Could you extract every entry below and reproduce it exactly?
— START Extracted entries —
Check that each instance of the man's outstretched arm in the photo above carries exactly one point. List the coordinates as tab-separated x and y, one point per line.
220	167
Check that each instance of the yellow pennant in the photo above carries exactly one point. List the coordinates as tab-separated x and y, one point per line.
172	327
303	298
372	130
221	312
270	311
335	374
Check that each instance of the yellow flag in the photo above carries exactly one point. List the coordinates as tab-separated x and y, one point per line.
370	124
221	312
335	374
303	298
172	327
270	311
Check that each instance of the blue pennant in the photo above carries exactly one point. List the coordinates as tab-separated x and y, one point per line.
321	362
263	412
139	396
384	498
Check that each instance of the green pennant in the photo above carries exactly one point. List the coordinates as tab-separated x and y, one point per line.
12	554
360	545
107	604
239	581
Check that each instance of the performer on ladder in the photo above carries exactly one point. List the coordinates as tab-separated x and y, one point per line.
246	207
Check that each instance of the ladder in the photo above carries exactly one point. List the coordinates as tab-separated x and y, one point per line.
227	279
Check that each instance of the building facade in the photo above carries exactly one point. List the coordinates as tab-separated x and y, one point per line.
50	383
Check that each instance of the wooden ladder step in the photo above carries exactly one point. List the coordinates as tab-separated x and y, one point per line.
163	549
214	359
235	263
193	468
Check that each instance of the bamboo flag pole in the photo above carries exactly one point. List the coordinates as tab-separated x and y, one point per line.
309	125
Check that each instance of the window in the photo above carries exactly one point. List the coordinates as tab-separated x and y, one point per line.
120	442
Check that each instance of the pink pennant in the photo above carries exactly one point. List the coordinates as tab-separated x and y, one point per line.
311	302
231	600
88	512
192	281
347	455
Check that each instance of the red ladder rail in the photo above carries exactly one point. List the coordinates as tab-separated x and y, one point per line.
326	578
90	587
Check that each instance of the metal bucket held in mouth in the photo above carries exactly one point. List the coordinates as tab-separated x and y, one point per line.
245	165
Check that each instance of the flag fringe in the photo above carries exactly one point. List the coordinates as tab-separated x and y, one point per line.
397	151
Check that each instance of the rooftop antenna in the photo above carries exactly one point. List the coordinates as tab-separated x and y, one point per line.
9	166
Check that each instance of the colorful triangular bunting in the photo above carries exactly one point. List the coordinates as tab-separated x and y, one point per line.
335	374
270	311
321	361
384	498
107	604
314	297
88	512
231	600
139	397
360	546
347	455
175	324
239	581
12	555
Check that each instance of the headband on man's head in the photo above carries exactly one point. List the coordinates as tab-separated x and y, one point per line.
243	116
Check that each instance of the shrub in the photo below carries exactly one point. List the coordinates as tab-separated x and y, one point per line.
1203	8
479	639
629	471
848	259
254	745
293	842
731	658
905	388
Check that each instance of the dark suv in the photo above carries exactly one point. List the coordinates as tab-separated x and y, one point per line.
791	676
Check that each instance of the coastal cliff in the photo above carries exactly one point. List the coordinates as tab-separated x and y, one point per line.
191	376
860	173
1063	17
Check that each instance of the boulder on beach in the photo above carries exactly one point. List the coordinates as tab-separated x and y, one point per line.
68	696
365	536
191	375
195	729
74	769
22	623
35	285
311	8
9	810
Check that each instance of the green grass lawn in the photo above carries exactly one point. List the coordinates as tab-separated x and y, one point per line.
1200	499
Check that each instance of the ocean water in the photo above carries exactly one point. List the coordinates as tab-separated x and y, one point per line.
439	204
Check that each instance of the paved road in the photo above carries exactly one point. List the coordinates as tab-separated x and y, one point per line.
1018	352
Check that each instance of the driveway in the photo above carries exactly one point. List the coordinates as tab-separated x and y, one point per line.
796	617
— END Extracted entries —
◆ Answer to this exercise ◆
Check that each instance of the man's outstretched arm in the photo above carries exactly one point. List the coordinates as tab-separated x and y, one point per line.
220	167
Check that each instance of the yellow pennant in the photo above carries exactly one point. List the coordinates as tab-separated x and y, one point per line.
172	327
303	298
372	130
221	312
270	311
335	374
Check that each instance of the yellow flag in the photo above carries exactly one point. List the coordinates as tab-separated x and y, one point per line.
370	124
221	312
335	374
303	298
172	327
270	311
Check that each instance of the blue pennant in the photo above carries exactly one point. List the coordinates as tab-separated x and y, one point per line.
321	362
263	412
139	396
384	498
Check that each instance of the green pennant in the photo above carries exactly one point. List the coordinates as tab-separated x and y, one point per line.
12	554
360	545
107	604
239	581
Check that each instance of the performer on ladder in the photo above carries exactly one point. List the coordinates as tab-separated x and y, one point per line.
246	207
Check that each instance of the ladder in the photo above carries exactly one point. List the coordinates as tab-separated x and y, one point per line.
227	279
Check that each instance of the building facade in the photo above carries exactly one point. List the coordinates as tab-separated x and y, one point per line.
50	383
Check that each instance of the wooden ladder step in the photo above carries exactly one point. List the coordinates as tab-separated x and y, one point per line.
163	549
214	359
235	263
193	468
Check that each instance of the bamboo flag pole in the photo above carries exactly one point. List the coordinates as tab-separated x and y, one point per line.
309	125
Check that each instance of the window in the photo above carries exactly one point. List the coordinates as tab-separated x and y, one point per line.
120	442
Check that each instance of the pink pennant in the photo above carries exactly one point. List the coordinates as tab-separated x and y, one point per line.
311	302
231	600
88	512
192	281
347	455
Check that each instance of the red ladder rail in the photo above carries exactly one point. List the coordinates as tab-separated x and y, one point per line.
326	578
90	587
Check that each instance of the metal bucket held in mouth in the photo above carries exactly one point. List the coordinates as tab-separated x and y, one point per line.
245	165
Check that each instance of the flag fringe in the photo above carries exactly one point. List the coordinates as tab-separated x and y, one point per line.
397	151
Check that each instance of the rooftop antenna in the photo above carries exactly one point. List the coordinates as tab-separated x and y, one point per line.
9	166
Check that each instance of the colorful triangular bunting in the photo above carries exactly one point. List the coordinates as tab-separated x and y, one point per line.
335	374
270	311
321	361
384	498
107	604
314	297
88	512
231	600
139	397
360	546
347	455
175	324
239	581
12	555
Check that each instance of the headband on man's head in the photo above carries exactly one point. List the coordinates as tab-separated x and y, one point per line.
243	116
Check that each instance of the shrub in the photo below carries exactly one point. List the coordinates as tab-separated x and y, one point per line.
1203	8
479	639
629	471
848	259
254	745
293	842
731	658
905	388
Check that each instance of the dark suv in the photo above carries exactly one point. List the coordinates as tab-separated x and y, one point per line.
791	676
Check that each instance of the coastal cliff in the photo above carries exactly one point. List the coordinates as tab-separated x and y, one point per line.
191	376
860	173
1063	17
Check that each instance of the boulder on beach in the photo above carries exactly one point. List the coordinates as tab-separated x and y, one point per line.
68	696
365	536
191	375
195	729
74	769
22	623
35	285
311	8
9	810
Check that each instance of the green grass lawn in the photo above carries exactly one point. List the coordinates as tab-separated x and y, one point per line.
1200	499
Check that each instance of the ocean water in the photo above carries exactly one point. List the coordinates as tab-separated x and y, one point per line.
439	204
Check that each instance of the paved road in the photo above carries exactly one point. List the coordinates as tab-separated x and y, one point per line.
1018	352
Check that each instance of the driveway in the photo above carries exactly one point. List the coordinates as tab-separated x and y, one point per line.
796	617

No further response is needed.